Reproduce all the data verbatim.

:::::

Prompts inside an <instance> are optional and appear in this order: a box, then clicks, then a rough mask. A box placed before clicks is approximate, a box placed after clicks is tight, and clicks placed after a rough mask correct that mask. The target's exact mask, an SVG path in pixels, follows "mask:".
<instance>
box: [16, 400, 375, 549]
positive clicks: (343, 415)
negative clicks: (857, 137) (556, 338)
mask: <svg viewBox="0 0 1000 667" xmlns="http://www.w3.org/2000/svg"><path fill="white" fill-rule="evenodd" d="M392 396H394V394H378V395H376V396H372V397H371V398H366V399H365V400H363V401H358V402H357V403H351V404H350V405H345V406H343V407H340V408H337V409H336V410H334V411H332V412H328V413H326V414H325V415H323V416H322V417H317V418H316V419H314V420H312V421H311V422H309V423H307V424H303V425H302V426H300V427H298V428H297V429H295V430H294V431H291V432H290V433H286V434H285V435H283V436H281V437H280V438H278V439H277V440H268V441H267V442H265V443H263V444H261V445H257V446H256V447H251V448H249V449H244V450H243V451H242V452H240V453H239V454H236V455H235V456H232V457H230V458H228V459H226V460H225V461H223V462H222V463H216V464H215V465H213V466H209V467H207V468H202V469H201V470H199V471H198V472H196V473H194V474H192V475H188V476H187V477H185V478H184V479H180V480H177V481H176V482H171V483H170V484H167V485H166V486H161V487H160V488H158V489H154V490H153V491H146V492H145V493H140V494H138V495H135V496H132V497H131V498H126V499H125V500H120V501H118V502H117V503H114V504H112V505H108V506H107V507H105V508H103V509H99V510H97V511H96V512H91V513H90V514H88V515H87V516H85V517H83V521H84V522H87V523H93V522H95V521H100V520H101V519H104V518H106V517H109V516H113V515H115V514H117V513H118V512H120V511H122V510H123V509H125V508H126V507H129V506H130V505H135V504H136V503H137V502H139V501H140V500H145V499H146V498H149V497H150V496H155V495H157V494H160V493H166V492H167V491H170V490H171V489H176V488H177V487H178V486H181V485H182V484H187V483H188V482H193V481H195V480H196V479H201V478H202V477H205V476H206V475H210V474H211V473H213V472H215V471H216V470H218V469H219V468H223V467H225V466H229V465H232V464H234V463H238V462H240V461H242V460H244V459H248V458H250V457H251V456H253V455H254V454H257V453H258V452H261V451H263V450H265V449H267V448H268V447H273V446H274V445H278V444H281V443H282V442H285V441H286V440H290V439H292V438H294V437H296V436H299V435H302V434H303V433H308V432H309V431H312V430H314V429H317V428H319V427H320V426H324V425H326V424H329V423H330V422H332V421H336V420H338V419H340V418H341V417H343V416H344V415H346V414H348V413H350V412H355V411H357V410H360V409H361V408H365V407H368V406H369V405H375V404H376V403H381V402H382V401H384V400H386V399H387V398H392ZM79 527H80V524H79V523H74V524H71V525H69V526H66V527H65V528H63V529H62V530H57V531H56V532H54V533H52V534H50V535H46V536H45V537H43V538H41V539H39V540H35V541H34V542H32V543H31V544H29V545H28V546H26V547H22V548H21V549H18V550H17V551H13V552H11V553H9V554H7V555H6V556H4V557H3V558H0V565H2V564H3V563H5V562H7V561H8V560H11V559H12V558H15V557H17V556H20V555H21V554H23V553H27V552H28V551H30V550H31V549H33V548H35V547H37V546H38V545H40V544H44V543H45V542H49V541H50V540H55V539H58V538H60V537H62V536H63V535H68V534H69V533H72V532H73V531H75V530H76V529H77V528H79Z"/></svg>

:::::

#### [Answer to this exercise]
Prompts inside an <instance> are optional and appear in this order: a box, then clicks, then a rough mask. A box placed before clicks is approximate, a box placed after clicks is tight, and clicks placed after a rough mask correct that mask. The target's exact mask, an SVG path in pixels, follows "mask:".
<instance>
box: [16, 400, 375, 549]
positive clicks: (343, 415)
negative clicks: (857, 137) (556, 338)
mask: <svg viewBox="0 0 1000 667" xmlns="http://www.w3.org/2000/svg"><path fill="white" fill-rule="evenodd" d="M392 396H394V394H378V395H376V396H372V397H371V398H366V399H365V400H363V401H358V402H357V403H351V404H350V405H345V406H343V407H340V408H337V409H336V410H334V411H332V412H328V413H326V414H325V415H323V416H322V417H317V418H316V419H314V420H312V421H311V422H309V423H307V424H303V425H302V426H300V427H298V428H297V429H295V430H294V431H291V432H290V433H286V434H285V435H283V436H281V437H280V438H278V439H277V440H268V441H267V442H265V443H263V444H261V445H257V446H256V447H251V448H249V449H244V450H243V451H242V452H240V453H239V454H236V455H235V456H232V457H230V458H228V459H226V460H225V461H223V462H222V463H216V464H215V465H213V466H209V467H207V468H202V469H201V470H199V471H198V472H196V473H194V474H192V475H188V476H187V477H185V478H184V479H180V480H177V481H176V482H171V483H170V484H167V485H166V486H161V487H160V488H158V489H154V490H153V491H146V492H145V493H140V494H138V495H135V496H132V497H131V498H126V499H125V500H120V501H118V502H117V503H114V504H112V505H108V506H107V507H105V508H103V509H99V510H97V511H96V512H91V513H90V514H88V515H87V516H85V517H83V521H84V522H87V523H93V522H95V521H100V520H101V519H104V518H106V517H109V516H113V515H115V514H117V513H118V512H120V511H122V510H123V509H125V508H126V507H129V506H130V505H135V504H136V503H137V502H139V501H140V500H145V499H146V498H149V497H150V496H155V495H157V494H160V493H166V492H167V491H170V490H171V489H176V488H177V487H178V486H181V485H182V484H187V483H188V482H193V481H195V480H196V479H201V478H202V477H205V476H206V475H210V474H211V473H213V472H215V471H216V470H218V469H219V468H223V467H225V466H229V465H232V464H234V463H238V462H240V461H242V460H244V459H248V458H250V457H251V456H253V455H254V454H257V453H258V452H261V451H263V450H265V449H267V448H268V447H273V446H274V445H278V444H281V443H282V442H285V441H286V440H290V439H292V438H294V437H296V436H299V435H302V434H303V433H308V432H309V431H312V430H314V429H317V428H319V427H320V426H324V425H326V424H329V423H330V422H332V421H336V420H338V419H340V418H341V417H343V416H344V415H346V414H348V413H350V412H355V411H357V410H360V409H361V408H365V407H368V406H369V405H375V404H376V403H381V402H382V401H384V400H386V399H387V398H392ZM79 527H80V524H79V523H74V524H71V525H69V526H66V527H65V528H63V529H62V530H57V531H56V532H54V533H52V534H50V535H46V536H45V537H43V538H41V539H39V540H35V541H34V542H32V543H31V544H29V545H28V546H26V547H22V548H21V549H18V550H17V551H13V552H11V553H9V554H7V555H6V556H4V557H3V558H0V565H2V564H3V563H5V562H7V561H8V560H11V559H12V558H15V557H17V556H20V555H21V554H23V553H27V552H28V551H30V550H31V549H33V548H35V547H37V546H38V545H40V544H44V543H45V542H49V541H50V540H55V539H58V538H60V537H62V536H63V535H68V534H69V533H72V532H73V531H75V530H76V529H77V528H79Z"/></svg>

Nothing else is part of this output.